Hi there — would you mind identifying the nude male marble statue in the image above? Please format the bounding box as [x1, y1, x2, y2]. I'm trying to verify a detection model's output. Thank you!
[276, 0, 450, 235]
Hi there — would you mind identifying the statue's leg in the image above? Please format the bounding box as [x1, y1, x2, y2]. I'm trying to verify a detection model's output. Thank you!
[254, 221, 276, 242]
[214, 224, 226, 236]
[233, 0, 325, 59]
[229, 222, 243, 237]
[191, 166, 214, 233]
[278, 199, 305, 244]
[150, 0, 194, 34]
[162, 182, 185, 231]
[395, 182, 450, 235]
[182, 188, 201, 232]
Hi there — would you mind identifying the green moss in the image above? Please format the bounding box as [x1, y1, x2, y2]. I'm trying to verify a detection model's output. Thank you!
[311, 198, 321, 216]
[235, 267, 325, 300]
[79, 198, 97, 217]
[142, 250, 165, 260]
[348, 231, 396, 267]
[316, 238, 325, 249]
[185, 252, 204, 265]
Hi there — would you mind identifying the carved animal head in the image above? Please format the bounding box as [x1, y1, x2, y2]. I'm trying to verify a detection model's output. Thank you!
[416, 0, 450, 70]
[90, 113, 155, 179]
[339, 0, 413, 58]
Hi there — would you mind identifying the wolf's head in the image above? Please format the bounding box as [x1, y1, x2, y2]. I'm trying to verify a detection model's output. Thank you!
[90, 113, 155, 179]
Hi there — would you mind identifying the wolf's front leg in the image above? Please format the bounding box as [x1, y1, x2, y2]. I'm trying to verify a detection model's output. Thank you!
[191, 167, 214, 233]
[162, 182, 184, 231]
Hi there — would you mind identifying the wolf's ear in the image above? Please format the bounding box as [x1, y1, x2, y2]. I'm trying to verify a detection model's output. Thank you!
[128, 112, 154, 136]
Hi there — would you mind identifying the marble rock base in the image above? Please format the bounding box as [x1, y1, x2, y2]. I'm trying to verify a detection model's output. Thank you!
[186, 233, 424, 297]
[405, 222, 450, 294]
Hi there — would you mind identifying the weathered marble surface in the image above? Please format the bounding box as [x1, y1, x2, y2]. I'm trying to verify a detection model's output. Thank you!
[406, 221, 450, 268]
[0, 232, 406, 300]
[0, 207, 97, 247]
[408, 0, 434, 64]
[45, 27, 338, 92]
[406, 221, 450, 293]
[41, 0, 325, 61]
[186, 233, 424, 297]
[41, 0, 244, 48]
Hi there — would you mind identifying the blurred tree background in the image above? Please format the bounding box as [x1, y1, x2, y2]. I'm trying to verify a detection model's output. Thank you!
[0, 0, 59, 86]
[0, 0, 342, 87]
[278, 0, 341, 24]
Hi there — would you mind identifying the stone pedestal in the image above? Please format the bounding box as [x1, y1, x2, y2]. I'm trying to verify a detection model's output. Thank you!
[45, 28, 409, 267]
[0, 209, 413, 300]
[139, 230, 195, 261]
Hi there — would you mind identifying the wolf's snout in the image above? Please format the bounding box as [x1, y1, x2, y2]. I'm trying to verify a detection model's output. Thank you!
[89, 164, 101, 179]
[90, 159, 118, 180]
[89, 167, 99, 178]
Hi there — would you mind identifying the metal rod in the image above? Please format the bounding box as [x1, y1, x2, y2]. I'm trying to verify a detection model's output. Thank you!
● ● ● ●
### [Required action]
Go through the data above and repeat all of it exactly.

### [Answer box]
Hi there — would you mind identifying the nude male marble statue in the image above? Please format the bounding box as [x1, y1, x2, y2]. I'm trying to verify a detection model's output. Thank you!
[276, 0, 450, 235]
Hi there — would you mind identifying the statue's leg in the image above? Please format the bounding box as [x1, y1, x2, y2]. I'm trying to verify a detection model's output. Thank you!
[254, 221, 276, 242]
[214, 224, 226, 236]
[233, 0, 325, 59]
[229, 222, 243, 237]
[191, 166, 214, 233]
[278, 199, 305, 244]
[150, 0, 194, 34]
[162, 182, 185, 231]
[395, 182, 450, 235]
[182, 188, 201, 232]
Hi there — would you mind identifying the green moss in the image above? Please format the bounding box as [x1, y1, x2, y2]. I'm trying to verify a detection model's output. Thank you!
[311, 198, 321, 216]
[235, 267, 325, 300]
[79, 198, 97, 217]
[142, 250, 165, 260]
[348, 231, 396, 267]
[316, 238, 325, 249]
[185, 252, 204, 265]
Hi there — would you mind identifying the carved animal head in the image above? Please format the bounding box as [x1, y1, x2, y2]. I'm trying to verify a detection model's output. Thank you!
[416, 0, 450, 70]
[90, 113, 155, 179]
[339, 0, 413, 58]
Hi there — would you mind identifying the wolf's head in the image above? Please format the bounding box as [x1, y1, x2, y2]. I'm trying to verify a detection model's output. Thank you!
[90, 113, 155, 179]
Hi there — would you mind identifying the wolf's front leg in the image above? Please format the bounding box as [x1, y1, x2, y2]. I'm trying to verify a detection model's output. Thank you!
[191, 167, 214, 233]
[162, 182, 184, 231]
Hi there — would you mind identifying the wolf's ear in the image above? Please format the bounding box as [x1, y1, x2, y2]. I'm trying to verify a detection model's output. Thank you!
[128, 112, 154, 136]
Hi there — would you mind identifying the marble rock base in the image above? Please format the bounding box as [x1, y1, x2, y2]. I'm trying to verify a detection model's output. Thank you!
[186, 233, 424, 297]
[405, 222, 450, 294]
Hi there — would you mind identifying the weathered marble surface in the image above? Please format the bounding box as [x1, y1, x2, y2]. I'm trying to verify a detection model's output. Thank you!
[406, 221, 450, 268]
[0, 232, 406, 300]
[0, 207, 97, 247]
[408, 0, 434, 64]
[45, 27, 338, 92]
[406, 221, 450, 293]
[41, 0, 325, 61]
[186, 233, 424, 297]
[41, 0, 244, 48]
Hi there — would you mind identifying the blurred tree background in the image above? Please format the bounding box as [x1, y1, x2, y2]. I'm trying to verify a detection model's output. Thank you!
[0, 0, 59, 86]
[0, 0, 342, 87]
[278, 0, 341, 24]
Hi there — would you mind identifying the stone pedestal in the image above? Please format the bounding box as [x1, y1, x2, y2]. I'm trying to verify a detection model's output. Thank you!
[45, 28, 409, 267]
[0, 209, 413, 300]
[139, 230, 195, 261]
Hi there — would you mind identifying the wolf's snout in the image above? Please format the bounding box as [x1, y1, x2, y2]. I'm trying to verify a detection model's output. Thank you!
[89, 164, 101, 179]
[90, 159, 118, 180]
[89, 167, 99, 178]
Hi there — would you mind identifying the metal rod in the image above? Please format the bounding box as [x1, y1, x2, y2]. I'm trying to verify a detection model's output. Thank you!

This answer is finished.